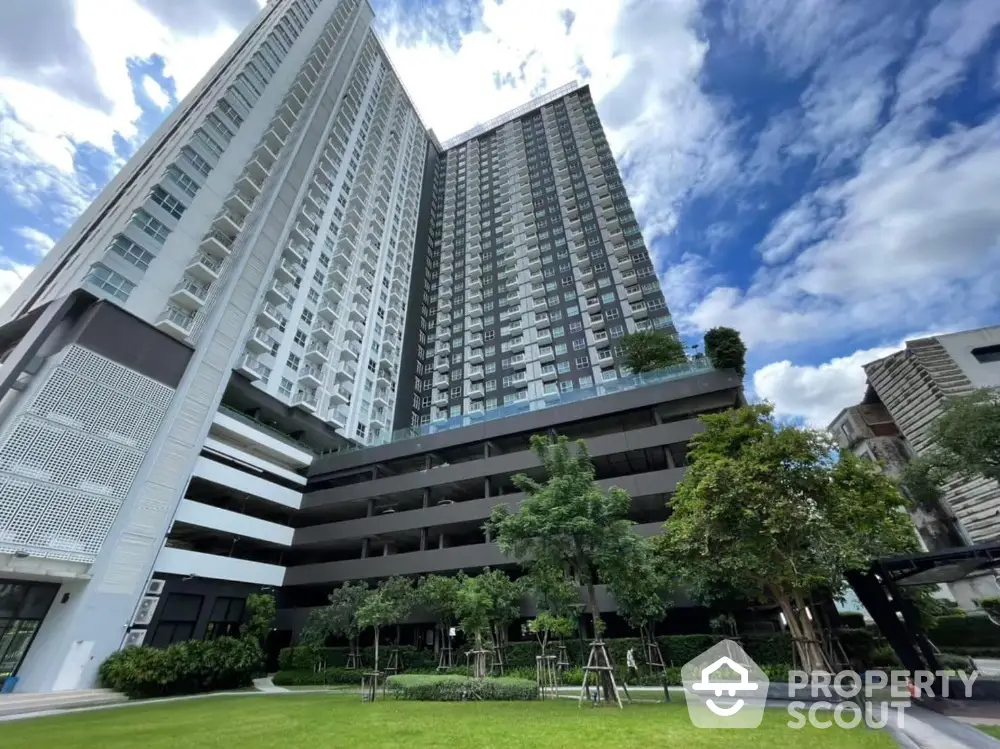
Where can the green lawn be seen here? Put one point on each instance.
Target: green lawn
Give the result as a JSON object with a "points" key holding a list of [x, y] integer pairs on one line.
{"points": [[304, 721], [993, 731]]}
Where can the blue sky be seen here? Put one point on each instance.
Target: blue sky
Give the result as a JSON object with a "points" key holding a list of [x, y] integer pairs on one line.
{"points": [[823, 175]]}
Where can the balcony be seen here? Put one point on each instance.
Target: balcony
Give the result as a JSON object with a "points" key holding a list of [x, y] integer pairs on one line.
{"points": [[204, 267], [323, 331], [355, 330], [250, 185], [346, 371], [278, 293], [341, 395], [312, 375], [253, 368], [175, 321], [286, 272], [307, 399], [318, 352], [229, 222], [259, 341], [238, 203], [217, 243], [269, 316], [328, 311], [189, 294], [334, 291], [338, 416]]}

******************************

Problem requirements: Print, from the entries above, the line with "Where can the blue", the line with "Where can the balcony" and all lines between them, exactly and with nothing else.

Response:
Where can the blue sky be seen here? Put one point on each instance.
Target: blue sky
Give the result as a JSON object with a "points" key holding a list of [x, y] integer pairs on one line.
{"points": [[823, 175]]}
Where can the balcony be seen here? Put one point on each instance.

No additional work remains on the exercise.